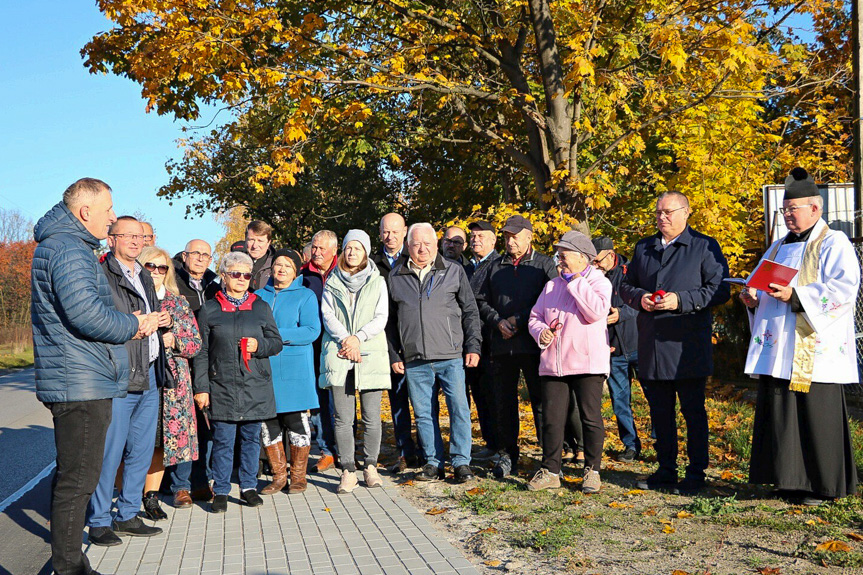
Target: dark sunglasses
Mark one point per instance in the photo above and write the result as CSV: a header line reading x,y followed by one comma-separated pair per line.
x,y
150,267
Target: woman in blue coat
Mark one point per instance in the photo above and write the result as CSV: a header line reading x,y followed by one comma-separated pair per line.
x,y
296,311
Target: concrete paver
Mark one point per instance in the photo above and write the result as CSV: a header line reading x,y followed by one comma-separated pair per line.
x,y
370,531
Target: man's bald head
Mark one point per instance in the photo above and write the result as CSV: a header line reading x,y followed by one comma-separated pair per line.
x,y
392,233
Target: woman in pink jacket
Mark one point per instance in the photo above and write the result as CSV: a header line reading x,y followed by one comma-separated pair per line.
x,y
569,323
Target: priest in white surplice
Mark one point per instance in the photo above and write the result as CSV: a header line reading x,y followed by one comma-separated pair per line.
x,y
803,349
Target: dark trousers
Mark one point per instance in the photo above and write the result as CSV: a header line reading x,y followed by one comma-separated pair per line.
x,y
662,397
505,398
479,382
401,412
80,428
555,403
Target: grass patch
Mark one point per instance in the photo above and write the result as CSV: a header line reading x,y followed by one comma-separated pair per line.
x,y
11,360
713,506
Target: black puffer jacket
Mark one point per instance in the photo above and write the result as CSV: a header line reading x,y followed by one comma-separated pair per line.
x,y
510,291
623,335
128,300
237,394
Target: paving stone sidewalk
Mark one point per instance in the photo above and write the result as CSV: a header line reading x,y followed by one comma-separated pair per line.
x,y
371,531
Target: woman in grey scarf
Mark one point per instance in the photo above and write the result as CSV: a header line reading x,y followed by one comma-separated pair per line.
x,y
354,356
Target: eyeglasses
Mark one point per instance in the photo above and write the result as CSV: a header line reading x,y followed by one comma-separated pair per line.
x,y
667,213
151,267
792,209
598,261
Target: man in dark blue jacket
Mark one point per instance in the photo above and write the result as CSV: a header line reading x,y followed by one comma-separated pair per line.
x,y
132,432
623,338
81,364
674,279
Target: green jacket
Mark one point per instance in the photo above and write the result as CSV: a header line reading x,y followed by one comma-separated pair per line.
x,y
373,372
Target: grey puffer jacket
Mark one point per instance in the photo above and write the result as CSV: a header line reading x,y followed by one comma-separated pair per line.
x,y
438,319
78,334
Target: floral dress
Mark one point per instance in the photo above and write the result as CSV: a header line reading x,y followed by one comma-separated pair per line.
x,y
179,426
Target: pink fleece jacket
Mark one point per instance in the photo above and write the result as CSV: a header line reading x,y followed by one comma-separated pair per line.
x,y
581,306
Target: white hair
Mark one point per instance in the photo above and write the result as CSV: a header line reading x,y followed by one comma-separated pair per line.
x,y
234,259
421,226
329,236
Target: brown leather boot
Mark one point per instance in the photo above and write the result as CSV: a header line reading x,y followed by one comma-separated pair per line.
x,y
299,460
279,465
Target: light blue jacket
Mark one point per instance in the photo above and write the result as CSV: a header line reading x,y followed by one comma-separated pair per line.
x,y
296,311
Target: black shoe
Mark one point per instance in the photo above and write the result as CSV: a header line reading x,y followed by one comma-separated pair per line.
x,y
152,509
135,527
690,486
658,481
463,474
429,473
628,456
104,537
251,497
219,504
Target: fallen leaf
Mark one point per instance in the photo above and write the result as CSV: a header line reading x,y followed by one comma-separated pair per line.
x,y
833,545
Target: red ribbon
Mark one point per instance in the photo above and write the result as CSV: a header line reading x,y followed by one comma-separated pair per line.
x,y
247,355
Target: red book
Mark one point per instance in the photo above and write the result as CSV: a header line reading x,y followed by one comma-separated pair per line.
x,y
770,272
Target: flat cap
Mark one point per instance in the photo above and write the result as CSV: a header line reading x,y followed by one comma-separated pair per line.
x,y
516,223
577,242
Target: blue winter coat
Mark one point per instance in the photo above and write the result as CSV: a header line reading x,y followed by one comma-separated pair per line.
x,y
299,321
78,334
677,344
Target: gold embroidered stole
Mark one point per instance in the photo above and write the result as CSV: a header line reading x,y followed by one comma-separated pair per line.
x,y
804,336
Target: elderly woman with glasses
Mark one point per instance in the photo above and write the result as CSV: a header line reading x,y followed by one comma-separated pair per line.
x,y
233,381
177,430
569,322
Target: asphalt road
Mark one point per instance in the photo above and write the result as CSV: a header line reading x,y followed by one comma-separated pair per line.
x,y
26,448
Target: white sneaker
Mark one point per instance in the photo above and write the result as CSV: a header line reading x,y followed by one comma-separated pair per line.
x,y
371,477
348,482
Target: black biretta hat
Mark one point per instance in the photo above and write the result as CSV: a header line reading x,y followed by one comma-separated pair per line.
x,y
799,184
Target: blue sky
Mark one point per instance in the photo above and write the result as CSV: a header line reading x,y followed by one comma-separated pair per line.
x,y
59,123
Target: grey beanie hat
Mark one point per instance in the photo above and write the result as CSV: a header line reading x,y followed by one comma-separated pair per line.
x,y
358,236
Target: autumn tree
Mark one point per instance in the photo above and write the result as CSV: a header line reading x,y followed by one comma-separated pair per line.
x,y
591,107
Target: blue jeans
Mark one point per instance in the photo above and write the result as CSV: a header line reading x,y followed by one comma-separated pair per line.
x,y
224,437
422,376
324,421
620,389
131,438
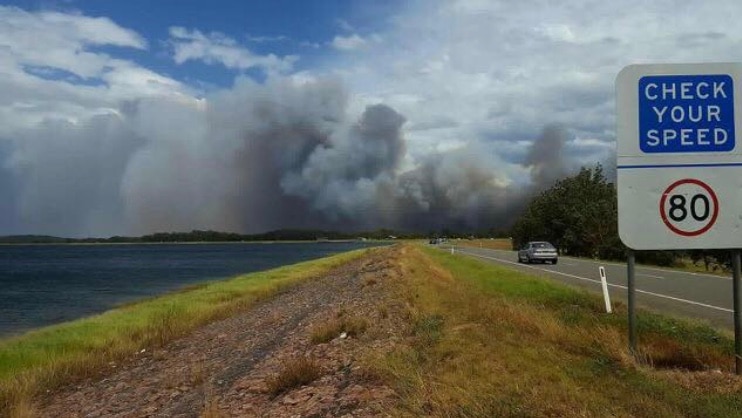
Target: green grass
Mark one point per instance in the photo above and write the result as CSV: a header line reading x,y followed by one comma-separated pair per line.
x,y
48,357
489,341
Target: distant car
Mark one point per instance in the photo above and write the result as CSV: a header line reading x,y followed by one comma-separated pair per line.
x,y
537,251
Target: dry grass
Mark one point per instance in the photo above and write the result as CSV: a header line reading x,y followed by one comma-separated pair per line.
x,y
487,341
211,406
327,331
294,373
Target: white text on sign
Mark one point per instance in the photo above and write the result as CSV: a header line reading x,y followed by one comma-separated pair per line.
x,y
690,113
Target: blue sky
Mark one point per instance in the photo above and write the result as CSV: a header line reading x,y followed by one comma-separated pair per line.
x,y
281,27
127,117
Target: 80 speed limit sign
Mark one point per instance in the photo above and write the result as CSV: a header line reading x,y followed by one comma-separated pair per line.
x,y
689,207
679,156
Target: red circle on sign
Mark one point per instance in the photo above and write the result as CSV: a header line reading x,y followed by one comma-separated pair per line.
x,y
700,184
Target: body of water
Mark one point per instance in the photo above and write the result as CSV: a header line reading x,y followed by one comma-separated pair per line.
x,y
47,284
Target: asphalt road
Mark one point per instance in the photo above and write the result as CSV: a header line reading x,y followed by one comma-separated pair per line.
x,y
693,295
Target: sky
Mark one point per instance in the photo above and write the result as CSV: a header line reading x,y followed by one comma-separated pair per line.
x,y
125,118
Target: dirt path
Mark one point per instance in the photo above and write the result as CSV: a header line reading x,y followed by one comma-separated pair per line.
x,y
223,368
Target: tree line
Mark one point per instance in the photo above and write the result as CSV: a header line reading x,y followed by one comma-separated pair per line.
x,y
579,215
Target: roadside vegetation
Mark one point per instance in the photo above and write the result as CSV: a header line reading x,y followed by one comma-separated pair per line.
x,y
41,360
579,215
488,341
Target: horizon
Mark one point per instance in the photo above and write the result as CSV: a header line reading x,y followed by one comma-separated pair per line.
x,y
129,118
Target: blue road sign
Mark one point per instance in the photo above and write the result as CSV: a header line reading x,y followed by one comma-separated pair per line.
x,y
686,113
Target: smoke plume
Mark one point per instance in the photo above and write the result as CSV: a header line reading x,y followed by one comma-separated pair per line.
x,y
251,159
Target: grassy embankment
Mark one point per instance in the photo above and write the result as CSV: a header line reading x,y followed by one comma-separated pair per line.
x,y
488,341
48,357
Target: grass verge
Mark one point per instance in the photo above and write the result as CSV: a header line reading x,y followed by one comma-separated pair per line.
x,y
46,358
488,341
294,373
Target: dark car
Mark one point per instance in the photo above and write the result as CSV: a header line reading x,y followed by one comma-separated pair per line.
x,y
537,251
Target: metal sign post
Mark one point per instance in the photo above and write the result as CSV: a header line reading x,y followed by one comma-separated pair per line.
x,y
737,311
632,301
679,164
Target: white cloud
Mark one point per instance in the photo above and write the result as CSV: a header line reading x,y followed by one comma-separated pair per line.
x,y
61,41
501,70
348,43
53,67
218,48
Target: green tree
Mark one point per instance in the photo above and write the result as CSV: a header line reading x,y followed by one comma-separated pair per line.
x,y
578,215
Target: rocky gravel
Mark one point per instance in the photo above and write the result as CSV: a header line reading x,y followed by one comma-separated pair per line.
x,y
222,369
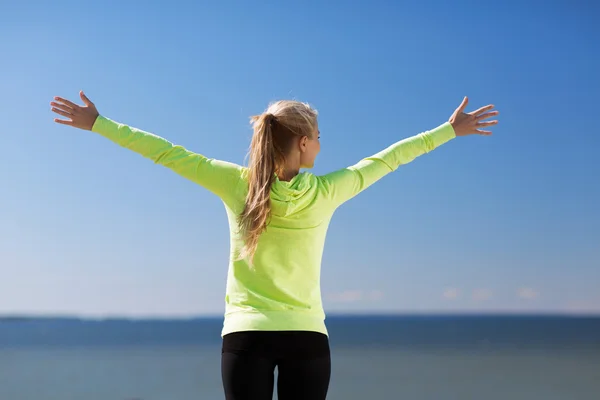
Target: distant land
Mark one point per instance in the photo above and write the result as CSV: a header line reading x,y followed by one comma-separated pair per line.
x,y
330,316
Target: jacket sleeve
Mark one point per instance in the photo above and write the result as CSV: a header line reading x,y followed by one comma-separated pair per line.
x,y
219,177
344,184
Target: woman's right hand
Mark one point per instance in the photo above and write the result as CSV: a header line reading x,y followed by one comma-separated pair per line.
x,y
79,117
471,123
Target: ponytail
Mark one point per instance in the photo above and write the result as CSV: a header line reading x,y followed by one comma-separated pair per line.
x,y
261,175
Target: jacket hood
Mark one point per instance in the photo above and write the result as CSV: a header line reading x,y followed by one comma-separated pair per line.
x,y
288,198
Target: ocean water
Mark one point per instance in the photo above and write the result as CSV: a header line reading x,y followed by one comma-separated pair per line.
x,y
395,357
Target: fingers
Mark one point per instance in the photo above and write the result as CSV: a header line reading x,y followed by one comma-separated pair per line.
x,y
67,103
61,112
462,106
64,122
84,98
486,115
482,109
487,123
62,107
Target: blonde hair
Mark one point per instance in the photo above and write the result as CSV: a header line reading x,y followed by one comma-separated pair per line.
x,y
272,140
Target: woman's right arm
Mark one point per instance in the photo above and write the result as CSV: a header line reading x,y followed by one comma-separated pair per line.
x,y
219,177
344,184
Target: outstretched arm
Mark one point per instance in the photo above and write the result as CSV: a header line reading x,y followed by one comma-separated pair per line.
x,y
219,177
346,183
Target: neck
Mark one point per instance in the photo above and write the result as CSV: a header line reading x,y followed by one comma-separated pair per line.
x,y
287,174
290,169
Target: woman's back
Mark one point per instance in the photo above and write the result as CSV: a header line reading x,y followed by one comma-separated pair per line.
x,y
280,289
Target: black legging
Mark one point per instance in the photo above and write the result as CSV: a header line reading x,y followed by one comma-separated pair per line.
x,y
248,361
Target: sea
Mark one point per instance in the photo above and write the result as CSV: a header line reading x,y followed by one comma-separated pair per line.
x,y
414,357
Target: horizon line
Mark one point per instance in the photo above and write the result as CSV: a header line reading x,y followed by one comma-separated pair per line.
x,y
334,315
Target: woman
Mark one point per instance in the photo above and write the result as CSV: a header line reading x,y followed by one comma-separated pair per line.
x,y
278,219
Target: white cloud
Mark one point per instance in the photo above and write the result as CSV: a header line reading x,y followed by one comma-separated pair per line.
x,y
352,296
528,293
451,293
481,294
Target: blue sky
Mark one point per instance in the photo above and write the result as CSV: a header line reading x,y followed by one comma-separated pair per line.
x,y
482,224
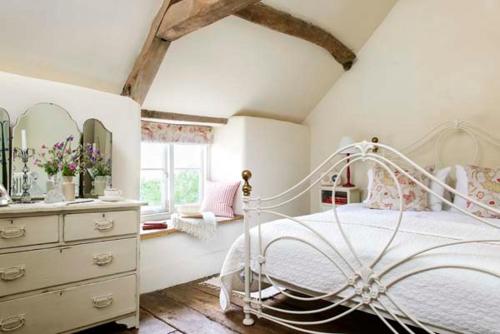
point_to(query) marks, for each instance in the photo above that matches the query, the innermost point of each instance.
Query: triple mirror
(57, 148)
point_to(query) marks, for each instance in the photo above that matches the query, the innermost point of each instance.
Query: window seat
(150, 234)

....

__GIVEN REQUEST__: Copy only the lines running from the one that holds "Target: horizon line" through the last line of the data, and include both of those lines. Do not copy any pictures.

__EXERCISE RESULT__:
Target: horizon line
Mark one point per instance in the photo above and write the result as CSV: a header line reading x,y followed by one comma-separated pair per line.
x,y
334,315
Target: woman
Mark one point per instance in the photo above and write the result as CSV: a header line reading x,y followed by one comma-separated pair per line.
x,y
278,219
Target: white cloud
Mark one point per instance in the photo above and write the result as CSV: a header line reading x,y followed by one comma-separated pair per line.
x,y
352,296
528,293
451,293
481,294
Target: blue sky
Mark one point per instance in the photo above and write the result as CSV: a header line reading x,y followed by one comma-separated pair per line.
x,y
482,224
point_to(query) marks, for each instance in the photo above that matches the query, the innermost point of each instance.
Query: triple mirror
(57, 148)
point_to(query) marks, for each instance in the photo above that matches the query, the innermost point of each instance.
Query: window seat
(150, 234)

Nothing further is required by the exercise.